----- Records shown
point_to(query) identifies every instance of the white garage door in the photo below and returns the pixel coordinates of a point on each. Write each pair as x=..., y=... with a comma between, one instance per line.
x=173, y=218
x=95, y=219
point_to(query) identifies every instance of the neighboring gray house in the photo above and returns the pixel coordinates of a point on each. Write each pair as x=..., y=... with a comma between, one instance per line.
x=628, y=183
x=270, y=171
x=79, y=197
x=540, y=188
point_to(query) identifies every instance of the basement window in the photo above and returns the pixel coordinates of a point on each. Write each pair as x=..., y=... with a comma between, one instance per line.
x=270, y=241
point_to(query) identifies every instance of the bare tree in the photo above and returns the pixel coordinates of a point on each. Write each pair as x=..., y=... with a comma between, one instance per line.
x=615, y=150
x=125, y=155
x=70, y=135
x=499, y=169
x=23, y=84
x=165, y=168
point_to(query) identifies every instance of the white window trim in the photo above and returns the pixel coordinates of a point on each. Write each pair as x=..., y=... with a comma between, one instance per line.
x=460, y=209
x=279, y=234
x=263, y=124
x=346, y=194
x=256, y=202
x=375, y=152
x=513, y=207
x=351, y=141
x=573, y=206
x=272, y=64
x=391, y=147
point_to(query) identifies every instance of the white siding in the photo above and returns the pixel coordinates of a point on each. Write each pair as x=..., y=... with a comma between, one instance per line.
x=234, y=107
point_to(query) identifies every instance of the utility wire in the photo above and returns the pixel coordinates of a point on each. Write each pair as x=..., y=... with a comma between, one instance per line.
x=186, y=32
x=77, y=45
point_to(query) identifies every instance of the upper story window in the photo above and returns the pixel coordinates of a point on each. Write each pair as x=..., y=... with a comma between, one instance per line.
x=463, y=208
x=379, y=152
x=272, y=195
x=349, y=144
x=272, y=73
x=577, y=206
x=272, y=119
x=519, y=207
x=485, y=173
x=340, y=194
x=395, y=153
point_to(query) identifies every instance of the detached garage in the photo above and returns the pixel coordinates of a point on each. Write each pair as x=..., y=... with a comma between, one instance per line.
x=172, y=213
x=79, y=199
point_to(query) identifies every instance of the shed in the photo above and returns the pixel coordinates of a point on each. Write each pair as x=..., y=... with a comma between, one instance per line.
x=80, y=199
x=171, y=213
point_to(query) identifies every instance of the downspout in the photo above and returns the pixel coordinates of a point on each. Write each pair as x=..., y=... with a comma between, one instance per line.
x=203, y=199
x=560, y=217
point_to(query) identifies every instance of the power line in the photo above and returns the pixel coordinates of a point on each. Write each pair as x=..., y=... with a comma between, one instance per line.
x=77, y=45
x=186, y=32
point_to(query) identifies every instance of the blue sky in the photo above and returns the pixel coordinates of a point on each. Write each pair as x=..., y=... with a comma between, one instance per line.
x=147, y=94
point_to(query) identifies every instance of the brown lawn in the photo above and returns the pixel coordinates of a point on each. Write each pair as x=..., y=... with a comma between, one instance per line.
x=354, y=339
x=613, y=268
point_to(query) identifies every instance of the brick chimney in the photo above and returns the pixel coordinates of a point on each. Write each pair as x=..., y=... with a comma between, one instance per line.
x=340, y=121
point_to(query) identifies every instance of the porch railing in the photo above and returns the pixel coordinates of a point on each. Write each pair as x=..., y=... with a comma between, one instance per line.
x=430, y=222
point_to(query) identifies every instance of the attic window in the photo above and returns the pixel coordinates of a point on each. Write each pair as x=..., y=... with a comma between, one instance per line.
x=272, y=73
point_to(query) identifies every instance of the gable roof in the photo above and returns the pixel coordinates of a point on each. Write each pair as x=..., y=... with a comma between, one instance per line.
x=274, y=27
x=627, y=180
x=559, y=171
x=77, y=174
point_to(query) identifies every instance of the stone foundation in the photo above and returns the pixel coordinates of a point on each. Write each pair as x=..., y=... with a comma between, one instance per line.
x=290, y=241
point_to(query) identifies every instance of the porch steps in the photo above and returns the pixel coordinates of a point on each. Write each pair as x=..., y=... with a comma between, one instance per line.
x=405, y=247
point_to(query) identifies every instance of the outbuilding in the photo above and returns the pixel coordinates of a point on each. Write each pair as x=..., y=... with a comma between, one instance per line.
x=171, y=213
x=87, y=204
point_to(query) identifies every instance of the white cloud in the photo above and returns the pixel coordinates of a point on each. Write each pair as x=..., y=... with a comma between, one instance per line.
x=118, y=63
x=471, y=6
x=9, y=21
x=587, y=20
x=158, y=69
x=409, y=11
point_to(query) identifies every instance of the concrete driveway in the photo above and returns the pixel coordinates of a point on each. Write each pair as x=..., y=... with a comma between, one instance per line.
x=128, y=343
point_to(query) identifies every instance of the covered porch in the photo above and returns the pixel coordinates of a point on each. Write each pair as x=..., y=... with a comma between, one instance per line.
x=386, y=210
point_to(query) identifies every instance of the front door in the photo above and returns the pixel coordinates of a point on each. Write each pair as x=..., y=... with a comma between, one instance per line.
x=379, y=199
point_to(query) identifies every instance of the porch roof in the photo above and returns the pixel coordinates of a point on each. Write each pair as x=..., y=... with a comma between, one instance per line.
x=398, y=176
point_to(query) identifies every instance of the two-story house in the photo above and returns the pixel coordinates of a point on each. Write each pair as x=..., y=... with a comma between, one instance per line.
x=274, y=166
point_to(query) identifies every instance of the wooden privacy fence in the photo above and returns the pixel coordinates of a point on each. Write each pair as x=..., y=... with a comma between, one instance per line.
----------
_What to work on_. Output the records verbatim, from the first line to the last.

_Exercise response_.
point_to(query) identifies every instance of the white garage door in the photo below and returns the pixel coordinates of a point on each. Write each pair as x=..., y=... with a comma between, one instance per line.
x=173, y=218
x=95, y=219
point_to(query) identifies every instance of the neighboring gray house in the photo above and returns the pixel coordinates of a point on each. Write each pair as x=..., y=... with a comma between, one instance per line.
x=628, y=183
x=270, y=171
x=79, y=197
x=540, y=188
point_to(query) identifies every instance of the basement window in the photo above and returns the pixel coordinates of a point on each. Write each pair as x=..., y=... with a comma between, one instance per line.
x=270, y=241
point_to(query) identifies every instance of the bare tree in the photo above and returns the pixel coordinates of a point on each. Write each pair as x=..., y=... with a comma between, one instance per line.
x=615, y=150
x=125, y=155
x=70, y=135
x=499, y=169
x=23, y=84
x=165, y=168
point_to(query) identifies every instance of the white window trim in the photo above and returns the pixel coordinates of a point on each. Write each pair as x=..., y=... with a comma between, one instance per line.
x=460, y=209
x=279, y=234
x=263, y=124
x=346, y=194
x=256, y=202
x=375, y=152
x=513, y=207
x=351, y=141
x=573, y=206
x=272, y=64
x=391, y=147
point_to(query) identifies every instance of the white siding in the photo above and returns the pixel coordinates of a point on each. Write each pair as x=..., y=... with a comma between, one instance per line.
x=234, y=107
point_to(query) identifies every instance of the utility wire in the photo above and returns the pixel coordinates of a point on each. Write each pair as x=..., y=... with a comma between, one instance per line.
x=186, y=32
x=77, y=45
point_to(query) identifies every instance of the upper story window in the photo above and returns the pixel coordinates of a point on each. Write each pair as x=..., y=... with a comma between, one instance per line.
x=463, y=208
x=379, y=152
x=272, y=195
x=349, y=144
x=272, y=73
x=577, y=206
x=272, y=119
x=519, y=207
x=485, y=173
x=340, y=194
x=395, y=153
point_to(query) identifies every instance of the detached garage in the photo above and returns the pixel coordinates of a point on each. Write each pair as x=..., y=... with a comma between, one instance per line.
x=172, y=213
x=79, y=199
point_to(query) identifies every instance of the shed in the photo above and returns the pixel coordinates of a point on each. Write each pair as x=..., y=... with a comma between, one instance per line.
x=80, y=199
x=171, y=213
point_to(query) identifies every instance of the downspout in the photo above and returns the pixel coordinates of a point on each. Write each pair as x=..., y=... with a comma between, one instance per line.
x=203, y=199
x=560, y=217
point_to(query) identifies every instance of the power line in the photo above and returns the pixel coordinates of a point on each. Write each pair as x=..., y=... with a comma between, one instance per line.
x=77, y=45
x=186, y=32
point_to(query) identifies every instance of the blue sky in the photo above and returns the pixel coordinates of a point on each. Write each pair as x=..., y=... with a comma between, one instance per line.
x=147, y=94
point_to(query) identifies every instance of the brown lawn in the photo above and returns the pixel coordinates of a point on each. Write each pair as x=..., y=... with a comma between, one instance per line.
x=354, y=339
x=613, y=268
point_to(query) identifies every instance of the brick chimney in the photo above and returns the pixel coordinates of a point on each. Write each pair as x=..., y=... with a comma between, one instance per line.
x=340, y=121
point_to(query) identifies every instance of the porch railing in the photo above and returns the pixel coordinates of a point on each. Write each pair as x=..., y=... with a comma between, one instance per line.
x=430, y=222
point_to(query) identifies every instance of the attic window in the photo above and returns the pixel coordinates of a point on each. Write each pair as x=..., y=... with a comma between, one instance per line.
x=272, y=73
point_to(query) identifies every instance of the gable roof in the photo above and returns the pixel coordinates of a point on each. Write each pair as x=..., y=... with a comma between, one instance per line.
x=274, y=27
x=627, y=180
x=559, y=171
x=77, y=174
point_to(query) identifies every instance of the stone foundation in the photo above and returns the pixel coordinates of a point on each. Write each pair as x=..., y=... with a comma between, one instance per line.
x=290, y=241
point_to(query) identifies every instance of the porch steps in the photo above and returns the pixel coordinates of a point on each. Write each pair as x=..., y=... with a comma between, one instance per line.
x=405, y=247
point_to(query) identifies every instance of the outbuilding in the photo above and returns the pixel coordinates of a point on each. Write each pair as x=..., y=... with a comma between, one instance per line.
x=171, y=213
x=87, y=204
point_to(query) identifies every instance of the white cloud in the photo above and returns the pixel coordinates of a point on each. Write each pair as x=..., y=... with a comma between, one instance per line.
x=118, y=63
x=471, y=6
x=9, y=21
x=587, y=20
x=158, y=69
x=409, y=11
point_to(query) identifies every instance of the concrete driveway in the photo above and returns the pixel coordinates of a point on each. Write each pair as x=..., y=... with a comma between, one instance per line.
x=128, y=343
point_to(query) identifies every instance of the covered porch in the photo above and returns the pixel coordinates of a point on each. Write each pair as x=..., y=... with a comma between, one instance per line.
x=386, y=210
point_to(query) identifies every instance of the front door in the photo above and returns the pixel coordinates of a point on each. Write each pair as x=..., y=... with a comma between, one instance per line.
x=379, y=199
point_to(query) identifies every instance of the porch roof in the photo above and returns the pixel coordinates of a point on each. Write each pair as x=..., y=... with a comma between, one instance per line.
x=398, y=176
point_to(query) identifies every instance of the two-story house in the photo above and returns the pixel coordinates of a point on each. Write each pair as x=..., y=... with a comma between, one instance per line.
x=274, y=166
point_to(query) identifies every instance of the wooden privacy fence in the photo above and returns the pixel coordinates of a point on each. Write each pair as x=..., y=... with a comma between, one instance per line.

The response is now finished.